**Required work**
Please answer from the post about the T. rex femur: what is medullary tissue?

**Excerpt provided**
···

That is Ms. T. rex, buster!

Posted 2 June 2005 by

↗ The current version of this post is on the live site: https://pandasthumb.org/archives/2005/06/that-is-ms-t-re.html

The Schweitzer/Horner team that we have followed for years has released their newest result today.  They had raised a tremendous clamor among young earth creationists late last March when they announced that they had recovered flexible tissues identifiable as blood vessels, blood cells, and osteocytes from a Tyrannosaur rex femur. (See Dino Blood Redux).  At that time, they made a rather cryptic comment that there was something unusual about the gross architecture of the bone, and that they had a second paper already in review with Science.

The online supplemental data with their March article (Schweitzer MH, Wittmeyer JL, Horner JR, Toporski JK (2005) Soft-Tissue Vessels and Cellular Preservation in Tyrannosaurus rex. Science 307(5717):1952-1955) indicated that they had molecular data directly attesting to the evolutionary relationship between dinosaurs and birds.  At that time, I noted the direct contrast between creationist David Mentons complaint, “Why not compare the histology of the dinosaur bone to that of some living reptile? After all, dinosaurs are reptiles, (Ostrich-osaurus discovery?) and Jack Horners comment that, Birds are dinosaurs. 

Today we learn that the unusual gross anatomy from the interior of the MOR 1125 femur was immediately recognized by Schweitzer as Medullary bone.  Medullary tissue is a calcium-rich layer lining the inside of birds bone marrow cavities that develops during the egg-laying process.  The formation of medullary tissue is today uniquely avian and distinct from reptilian egg-laying biology.

The actually paper becomes available Friday, June 3rd.  We will look forward to reading it, and examining the creationists reactions in a following item.

2 Comments

steve · 2 June 2005

Now, this is a testable prediction. Which came first, the chicken or the egg? Evolution says the egg. ID, which is to say, the book of gesesis, says the chicken.

;-)

Ken Shackleton · 3 June 2005

So, does this mean that the T.Rex was really T.Regina and in the process of laying eggs? Or at least growing eggs?

···

(Natural language descriptions of regions)
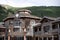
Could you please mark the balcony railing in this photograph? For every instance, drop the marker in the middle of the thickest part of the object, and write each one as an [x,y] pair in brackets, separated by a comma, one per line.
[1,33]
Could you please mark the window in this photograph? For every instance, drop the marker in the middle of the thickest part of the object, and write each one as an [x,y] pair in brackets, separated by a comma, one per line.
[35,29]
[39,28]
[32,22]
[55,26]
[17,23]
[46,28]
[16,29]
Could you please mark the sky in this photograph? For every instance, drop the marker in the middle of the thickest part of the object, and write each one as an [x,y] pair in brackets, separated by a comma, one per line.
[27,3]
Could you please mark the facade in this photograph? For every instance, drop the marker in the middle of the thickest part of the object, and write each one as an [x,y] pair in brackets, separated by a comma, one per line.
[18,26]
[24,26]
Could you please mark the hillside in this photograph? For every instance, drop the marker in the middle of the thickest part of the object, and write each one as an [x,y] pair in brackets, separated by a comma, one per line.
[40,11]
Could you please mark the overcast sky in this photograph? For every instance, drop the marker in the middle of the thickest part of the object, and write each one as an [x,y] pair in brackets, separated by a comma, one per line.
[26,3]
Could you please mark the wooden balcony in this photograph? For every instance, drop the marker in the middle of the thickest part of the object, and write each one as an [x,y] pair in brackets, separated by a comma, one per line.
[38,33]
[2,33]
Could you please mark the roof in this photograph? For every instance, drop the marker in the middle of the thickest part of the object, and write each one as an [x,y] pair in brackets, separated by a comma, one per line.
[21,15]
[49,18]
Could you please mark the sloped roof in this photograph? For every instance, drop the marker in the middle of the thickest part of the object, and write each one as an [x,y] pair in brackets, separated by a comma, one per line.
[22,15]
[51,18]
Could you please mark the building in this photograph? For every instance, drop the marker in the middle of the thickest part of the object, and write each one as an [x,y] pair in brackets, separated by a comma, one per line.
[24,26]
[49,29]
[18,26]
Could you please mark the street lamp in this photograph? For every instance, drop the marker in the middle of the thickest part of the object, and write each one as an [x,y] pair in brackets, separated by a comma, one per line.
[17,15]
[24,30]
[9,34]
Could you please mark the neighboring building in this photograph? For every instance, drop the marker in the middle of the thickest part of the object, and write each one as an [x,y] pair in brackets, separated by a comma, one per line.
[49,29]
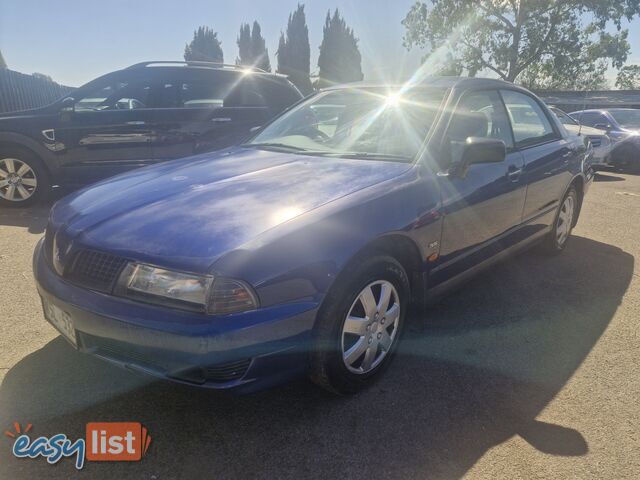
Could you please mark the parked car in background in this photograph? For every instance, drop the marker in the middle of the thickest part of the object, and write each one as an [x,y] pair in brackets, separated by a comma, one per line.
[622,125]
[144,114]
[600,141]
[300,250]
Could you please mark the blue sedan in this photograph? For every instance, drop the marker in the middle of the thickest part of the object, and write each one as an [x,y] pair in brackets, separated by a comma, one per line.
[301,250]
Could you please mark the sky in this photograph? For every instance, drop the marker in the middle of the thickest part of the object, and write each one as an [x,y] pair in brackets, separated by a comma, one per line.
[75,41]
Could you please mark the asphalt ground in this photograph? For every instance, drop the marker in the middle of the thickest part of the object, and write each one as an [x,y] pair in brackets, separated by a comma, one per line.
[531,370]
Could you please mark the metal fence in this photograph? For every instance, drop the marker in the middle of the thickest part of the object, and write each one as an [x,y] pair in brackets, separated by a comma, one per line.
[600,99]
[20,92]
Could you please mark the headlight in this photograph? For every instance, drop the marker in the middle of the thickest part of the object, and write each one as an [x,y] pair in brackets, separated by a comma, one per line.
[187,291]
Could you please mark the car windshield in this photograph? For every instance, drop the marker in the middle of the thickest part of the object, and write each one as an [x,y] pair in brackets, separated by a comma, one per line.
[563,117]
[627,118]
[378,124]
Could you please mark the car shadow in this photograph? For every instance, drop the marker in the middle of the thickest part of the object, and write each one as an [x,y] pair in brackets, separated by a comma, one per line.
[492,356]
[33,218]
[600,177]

···

**Task output**
A calcium-rich layer lining the inside of birds' bone marrow cavities that develops during the egg-laying process.